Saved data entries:
------------------------------
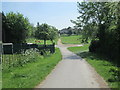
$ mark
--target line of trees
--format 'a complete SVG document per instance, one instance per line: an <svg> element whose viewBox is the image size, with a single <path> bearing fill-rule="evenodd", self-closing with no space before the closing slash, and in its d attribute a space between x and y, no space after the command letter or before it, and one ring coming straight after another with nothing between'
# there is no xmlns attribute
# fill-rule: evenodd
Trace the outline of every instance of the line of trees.
<svg viewBox="0 0 120 90"><path fill-rule="evenodd" d="M76 27L83 40L92 39L90 52L102 53L120 65L120 2L77 3L80 13Z"/></svg>
<svg viewBox="0 0 120 90"><path fill-rule="evenodd" d="M58 36L58 29L48 24L37 24L34 27L27 17L21 13L2 12L2 42L3 43L25 43L27 38L53 40Z"/></svg>

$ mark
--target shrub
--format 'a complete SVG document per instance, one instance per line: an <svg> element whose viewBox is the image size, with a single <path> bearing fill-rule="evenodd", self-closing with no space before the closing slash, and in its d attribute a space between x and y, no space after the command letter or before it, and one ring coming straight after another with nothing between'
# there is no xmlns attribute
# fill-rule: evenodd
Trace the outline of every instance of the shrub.
<svg viewBox="0 0 120 90"><path fill-rule="evenodd" d="M89 52L96 52L100 48L100 43L98 40L92 40L89 46Z"/></svg>
<svg viewBox="0 0 120 90"><path fill-rule="evenodd" d="M112 73L111 77L108 79L109 82L120 81L120 70L118 68L111 67L109 73Z"/></svg>

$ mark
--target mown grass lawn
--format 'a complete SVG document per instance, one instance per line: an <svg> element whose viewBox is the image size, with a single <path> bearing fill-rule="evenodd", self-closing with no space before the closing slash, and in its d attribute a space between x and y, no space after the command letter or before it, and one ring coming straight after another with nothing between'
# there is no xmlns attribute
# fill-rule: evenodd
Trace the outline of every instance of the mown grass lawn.
<svg viewBox="0 0 120 90"><path fill-rule="evenodd" d="M106 57L88 52L88 46L89 45L84 45L83 47L69 47L68 49L84 58L92 67L94 67L108 83L109 87L118 88L120 85L118 75L120 68L117 68Z"/></svg>
<svg viewBox="0 0 120 90"><path fill-rule="evenodd" d="M83 44L83 46L80 47L69 47L68 49L74 53L84 52L88 51L89 44Z"/></svg>
<svg viewBox="0 0 120 90"><path fill-rule="evenodd" d="M62 36L61 41L63 44L81 44L81 36L80 35Z"/></svg>
<svg viewBox="0 0 120 90"><path fill-rule="evenodd" d="M34 88L51 72L61 60L58 48L56 52L47 57L37 58L35 62L24 66L3 70L3 88Z"/></svg>

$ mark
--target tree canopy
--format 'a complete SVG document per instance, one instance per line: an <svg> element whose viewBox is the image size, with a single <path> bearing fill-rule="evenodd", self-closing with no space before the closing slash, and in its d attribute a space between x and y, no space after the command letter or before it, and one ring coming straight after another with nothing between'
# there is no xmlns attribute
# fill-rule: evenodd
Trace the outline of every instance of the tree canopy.
<svg viewBox="0 0 120 90"><path fill-rule="evenodd" d="M23 43L28 36L29 20L20 13L2 12L2 39L3 42Z"/></svg>
<svg viewBox="0 0 120 90"><path fill-rule="evenodd" d="M46 45L46 40L53 40L58 36L58 29L53 26L50 26L46 23L39 25L37 24L37 30L35 32L35 37L41 40L44 40Z"/></svg>
<svg viewBox="0 0 120 90"><path fill-rule="evenodd" d="M99 43L96 52L119 59L120 2L78 2L77 5L79 16L72 22L81 28L83 40L92 39L92 48Z"/></svg>

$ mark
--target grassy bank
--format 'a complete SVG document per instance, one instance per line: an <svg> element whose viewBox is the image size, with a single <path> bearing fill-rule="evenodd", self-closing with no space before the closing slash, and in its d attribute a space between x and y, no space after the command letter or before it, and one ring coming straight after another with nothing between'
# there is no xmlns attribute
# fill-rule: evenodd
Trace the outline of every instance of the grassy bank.
<svg viewBox="0 0 120 90"><path fill-rule="evenodd" d="M118 88L118 84L120 83L118 72L120 69L106 57L88 52L88 46L89 45L83 47L69 47L68 49L84 58L92 67L94 67L111 88Z"/></svg>
<svg viewBox="0 0 120 90"><path fill-rule="evenodd" d="M3 88L33 88L42 82L61 60L58 48L56 52L46 57L37 57L35 62L24 66L3 70Z"/></svg>

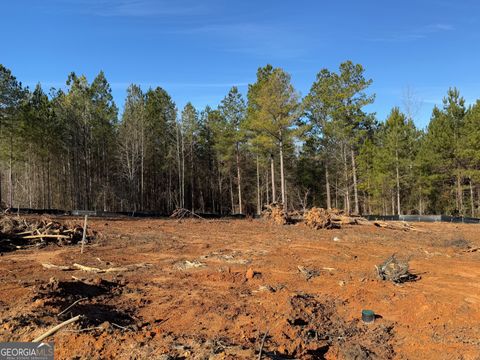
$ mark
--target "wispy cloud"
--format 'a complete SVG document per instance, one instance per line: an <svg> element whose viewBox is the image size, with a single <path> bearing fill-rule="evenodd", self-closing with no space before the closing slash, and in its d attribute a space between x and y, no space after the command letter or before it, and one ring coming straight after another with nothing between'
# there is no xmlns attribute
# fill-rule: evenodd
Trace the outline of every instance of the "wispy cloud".
<svg viewBox="0 0 480 360"><path fill-rule="evenodd" d="M216 39L219 50L258 57L298 58L305 54L305 32L285 24L217 23L169 30L180 35Z"/></svg>
<svg viewBox="0 0 480 360"><path fill-rule="evenodd" d="M390 34L384 34L379 37L372 37L366 40L372 42L409 42L426 39L440 32L453 31L455 28L451 24L429 24L414 29L397 31Z"/></svg>
<svg viewBox="0 0 480 360"><path fill-rule="evenodd" d="M67 0L68 2L68 0ZM69 11L104 17L155 17L198 15L205 10L191 0L80 0Z"/></svg>

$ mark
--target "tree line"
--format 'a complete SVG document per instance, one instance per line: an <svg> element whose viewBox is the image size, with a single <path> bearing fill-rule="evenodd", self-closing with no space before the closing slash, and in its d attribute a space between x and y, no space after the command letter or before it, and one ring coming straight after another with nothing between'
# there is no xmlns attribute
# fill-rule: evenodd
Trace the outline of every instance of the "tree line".
<svg viewBox="0 0 480 360"><path fill-rule="evenodd" d="M103 72L24 87L0 65L4 207L259 213L274 202L363 214L479 216L480 100L450 88L428 126L412 101L386 119L360 64L322 69L303 98L271 65L246 96L177 109L132 84L122 114Z"/></svg>

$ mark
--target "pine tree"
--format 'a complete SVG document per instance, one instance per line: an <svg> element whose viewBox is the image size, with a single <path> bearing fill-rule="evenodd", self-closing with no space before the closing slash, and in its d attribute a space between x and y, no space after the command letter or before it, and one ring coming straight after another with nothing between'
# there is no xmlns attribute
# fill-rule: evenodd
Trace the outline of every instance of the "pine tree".
<svg viewBox="0 0 480 360"><path fill-rule="evenodd" d="M249 95L249 101L253 103L249 128L257 134L270 137L278 147L281 199L286 207L284 150L292 139L293 127L300 117L298 94L290 83L290 75L280 68L273 69L265 78L260 69L256 85L258 87L252 87L255 93Z"/></svg>

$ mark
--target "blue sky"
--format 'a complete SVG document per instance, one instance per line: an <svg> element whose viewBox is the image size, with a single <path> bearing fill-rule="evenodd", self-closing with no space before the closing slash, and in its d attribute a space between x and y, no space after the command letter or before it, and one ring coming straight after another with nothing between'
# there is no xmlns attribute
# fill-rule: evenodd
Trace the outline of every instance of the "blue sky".
<svg viewBox="0 0 480 360"><path fill-rule="evenodd" d="M232 85L245 93L267 63L305 95L349 59L374 81L370 111L383 120L410 92L424 127L449 86L480 98L478 14L474 0L4 0L0 63L47 89L104 70L120 108L132 82L203 108Z"/></svg>

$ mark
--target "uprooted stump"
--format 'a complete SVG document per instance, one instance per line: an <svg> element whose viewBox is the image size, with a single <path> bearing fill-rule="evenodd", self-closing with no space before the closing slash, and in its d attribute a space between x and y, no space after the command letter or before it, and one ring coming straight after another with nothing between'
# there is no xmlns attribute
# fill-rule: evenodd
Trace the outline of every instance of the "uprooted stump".
<svg viewBox="0 0 480 360"><path fill-rule="evenodd" d="M288 213L283 209L281 204L277 203L266 205L265 210L262 211L262 218L273 221L278 225L286 225L291 223Z"/></svg>
<svg viewBox="0 0 480 360"><path fill-rule="evenodd" d="M358 215L348 215L338 209L324 209L313 207L304 214L305 224L318 229L339 229L343 225L361 225L368 220Z"/></svg>
<svg viewBox="0 0 480 360"><path fill-rule="evenodd" d="M409 270L408 261L398 260L394 255L386 259L382 264L376 265L378 277L382 280L400 284L407 281L415 281L418 276Z"/></svg>
<svg viewBox="0 0 480 360"><path fill-rule="evenodd" d="M49 218L40 220L15 215L0 216L0 252L29 246L45 246L51 243L73 245L82 241L83 228L70 226ZM95 238L95 232L87 231L86 241Z"/></svg>

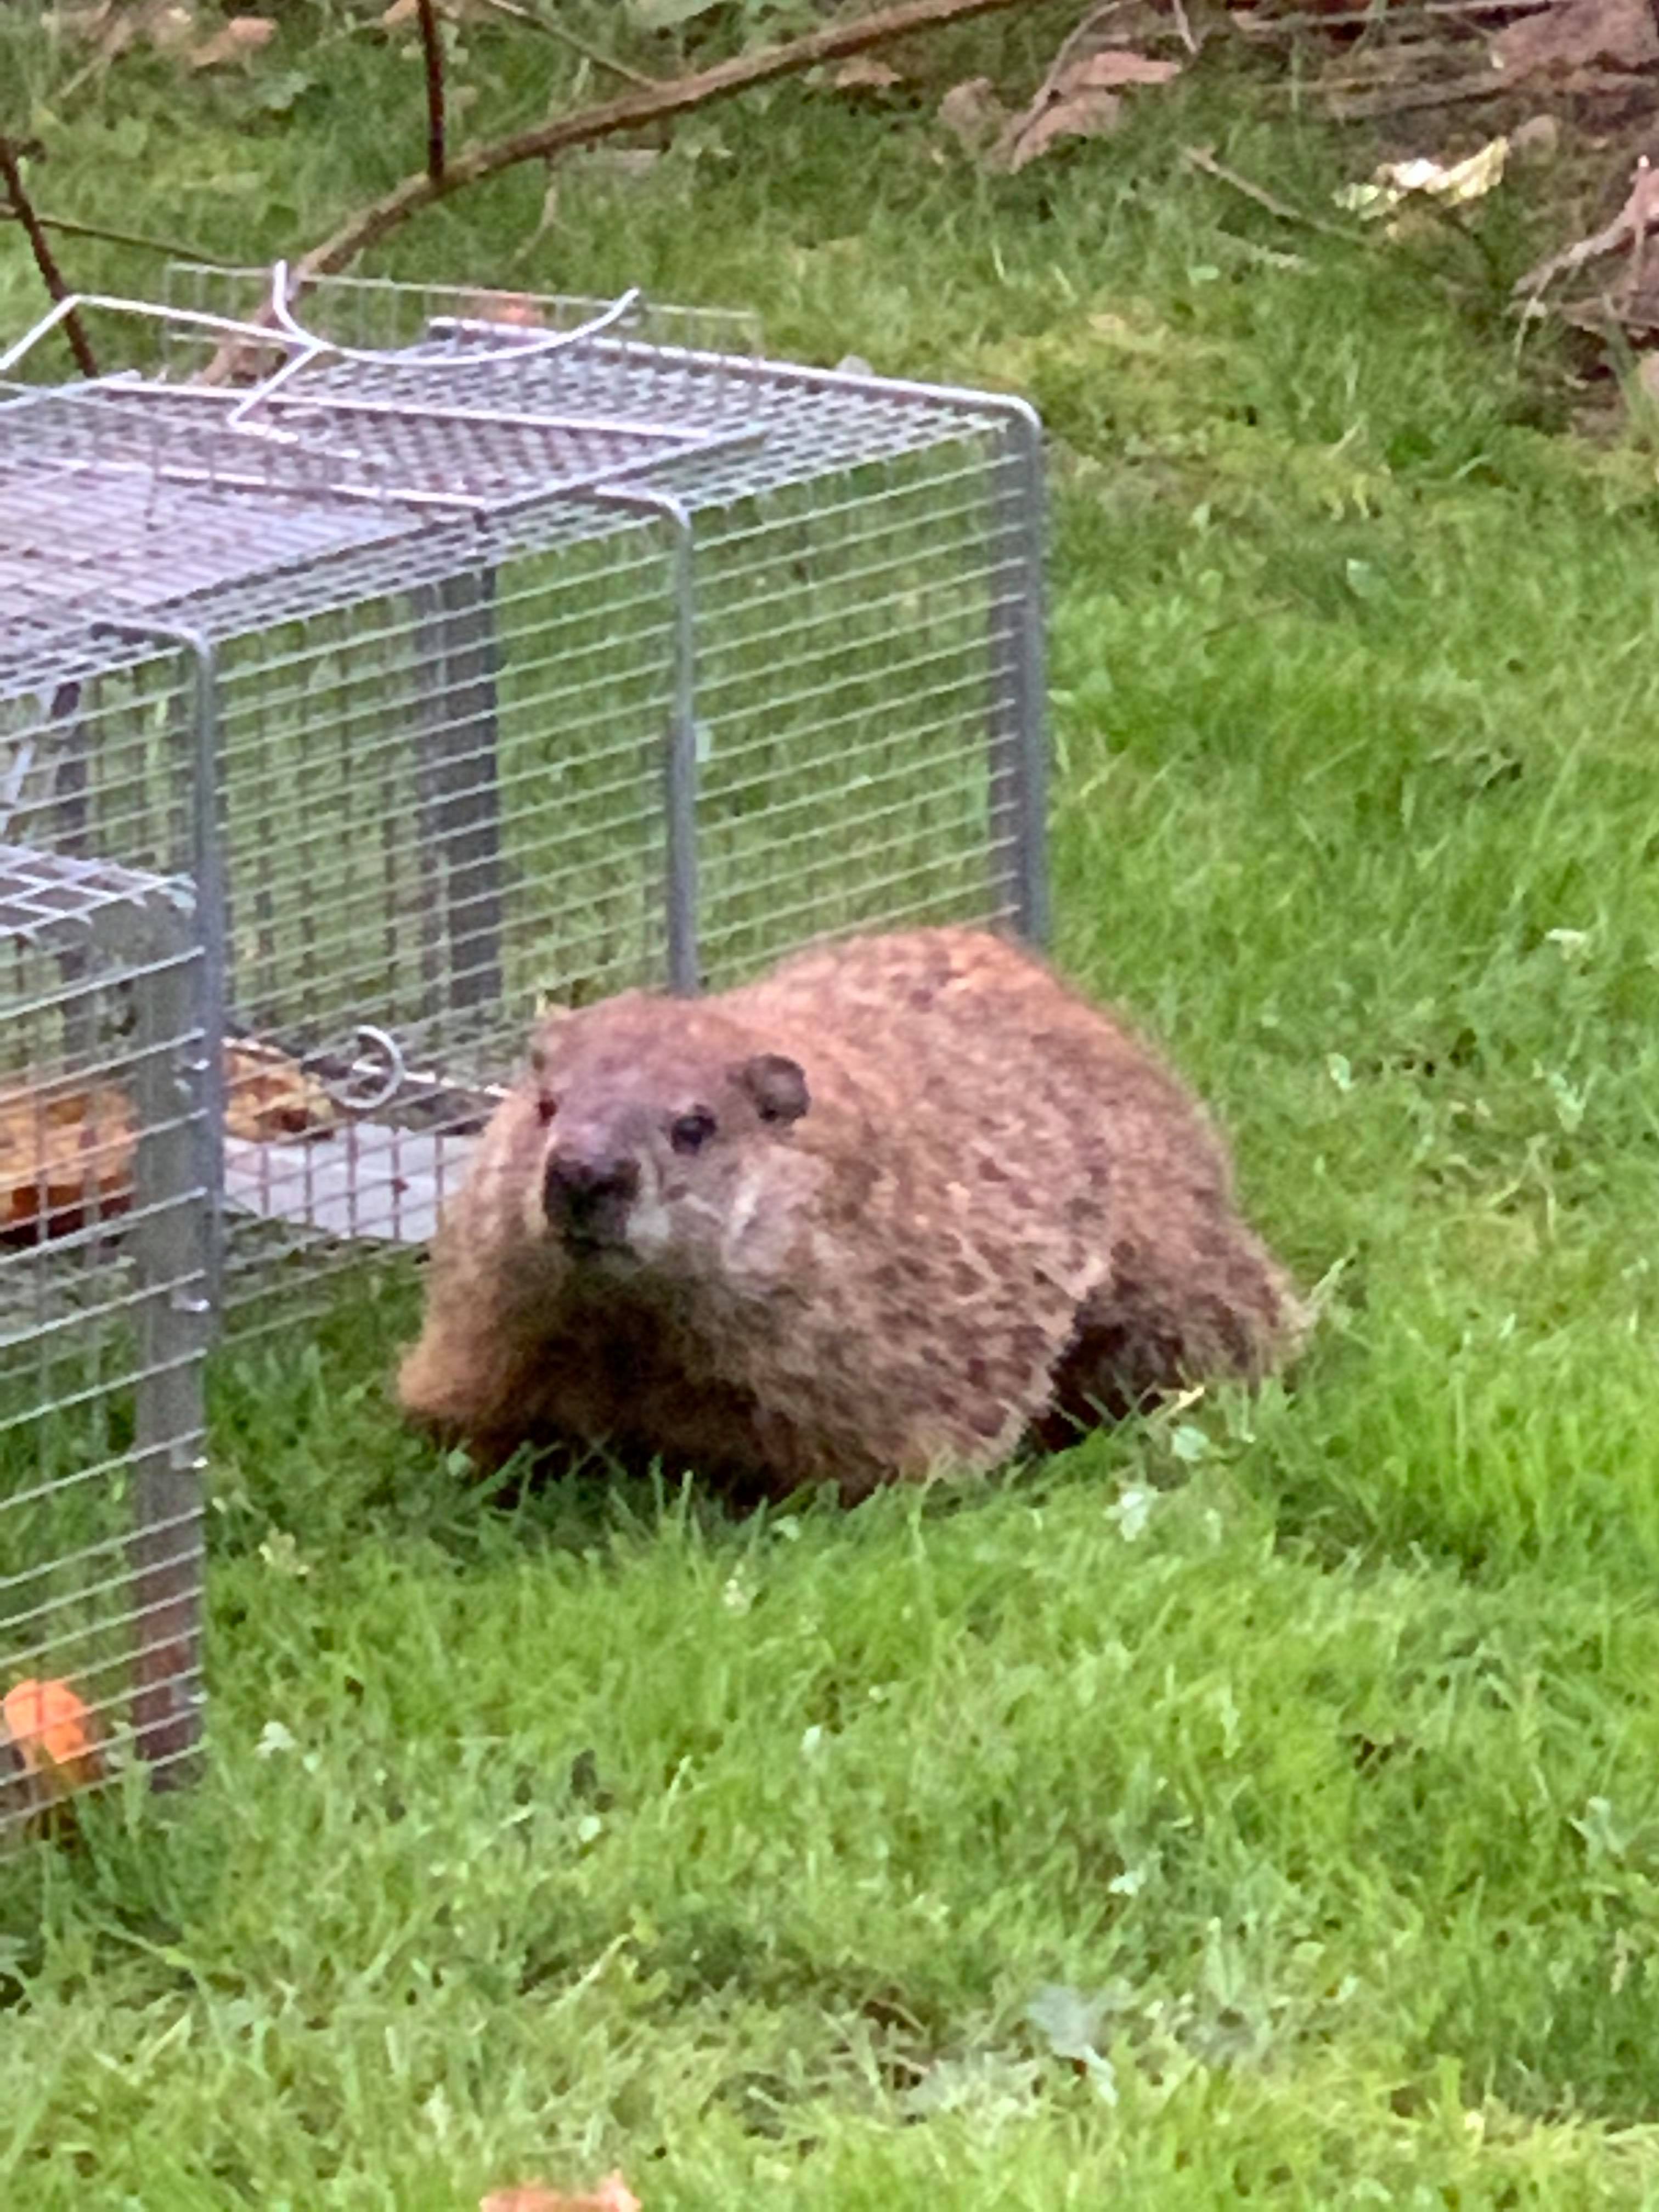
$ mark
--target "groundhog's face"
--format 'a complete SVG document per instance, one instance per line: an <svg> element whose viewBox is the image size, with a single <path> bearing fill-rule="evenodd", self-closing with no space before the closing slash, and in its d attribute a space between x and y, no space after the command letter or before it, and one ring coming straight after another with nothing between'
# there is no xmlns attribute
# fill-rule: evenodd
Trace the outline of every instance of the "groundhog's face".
------------------------------
Work to be completed:
If a line of the data contains the word "target", it counts toward the total; state that total alone.

Problem solution:
11